== PROMPT ==
Return all of the entries word for word, but omit the pictures they contain.

== INPUT RECORDS ==
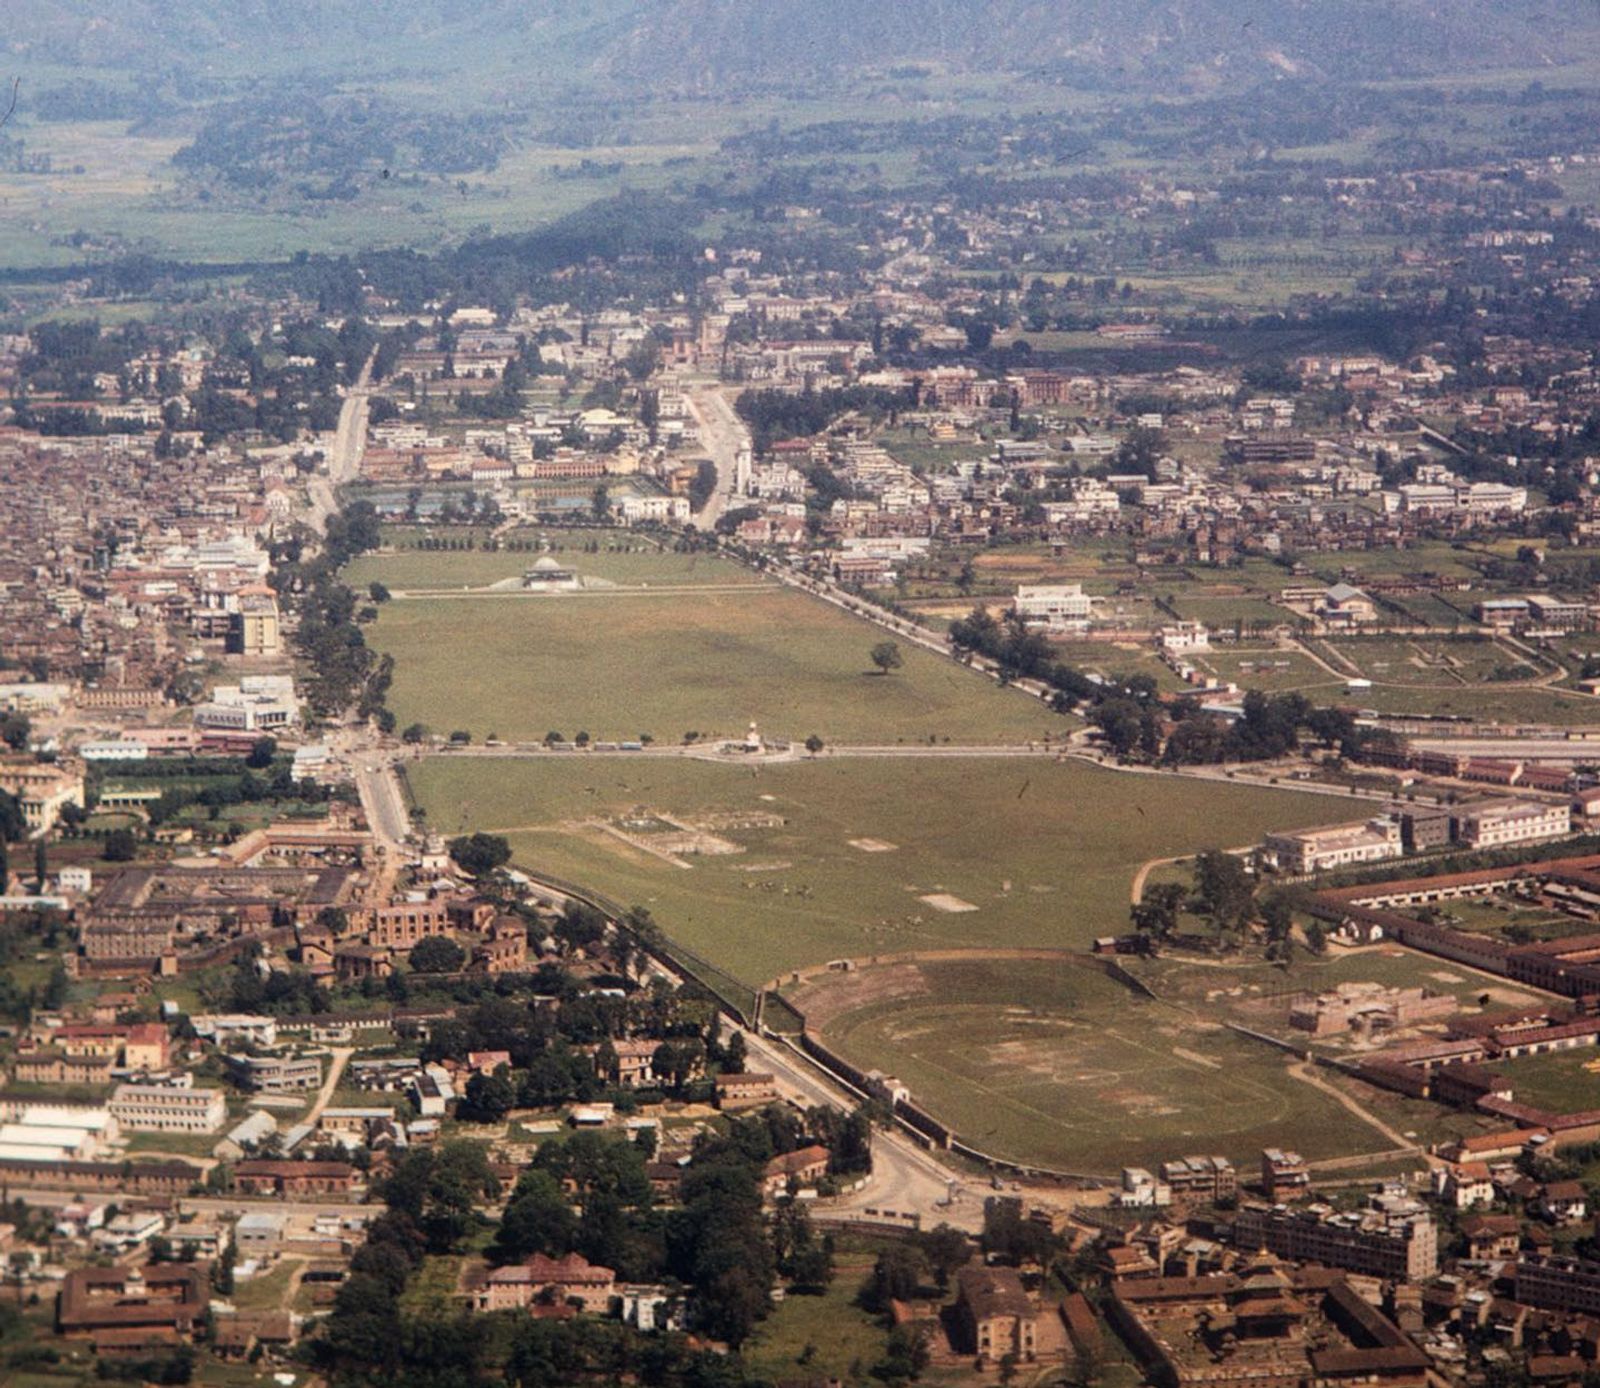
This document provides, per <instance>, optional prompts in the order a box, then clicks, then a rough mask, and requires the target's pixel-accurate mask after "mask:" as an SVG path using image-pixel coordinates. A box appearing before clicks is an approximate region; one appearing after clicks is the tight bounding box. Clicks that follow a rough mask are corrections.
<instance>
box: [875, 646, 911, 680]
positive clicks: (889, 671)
mask: <svg viewBox="0 0 1600 1388" xmlns="http://www.w3.org/2000/svg"><path fill="white" fill-rule="evenodd" d="M872 664H874V665H877V667H878V673H880V675H888V673H890V670H899V667H901V665H904V664H906V660H904V659H902V657H901V652H899V646H898V644H896V643H894V641H878V644H877V646H874V648H872Z"/></svg>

== ANSWER ==
This document provides, per <instance>, optional prompts in the order a box, then clicks, then a rough mask, and requires the target's pixel-accurate mask after "mask:" as an SVG path using image-pixel coordinates. A box appearing before clicks is an approximate region; one appearing after clicks is the tight bounding box. Clicks that follow a rough mask are corrections.
<instance>
box: [875, 646, 911, 680]
positive clicks: (889, 671)
mask: <svg viewBox="0 0 1600 1388" xmlns="http://www.w3.org/2000/svg"><path fill="white" fill-rule="evenodd" d="M872 664H874V665H877V667H878V673H880V675H888V673H890V670H899V667H901V665H904V664H906V660H904V659H902V657H901V652H899V646H898V644H896V643H894V641H878V644H877V646H874V648H872Z"/></svg>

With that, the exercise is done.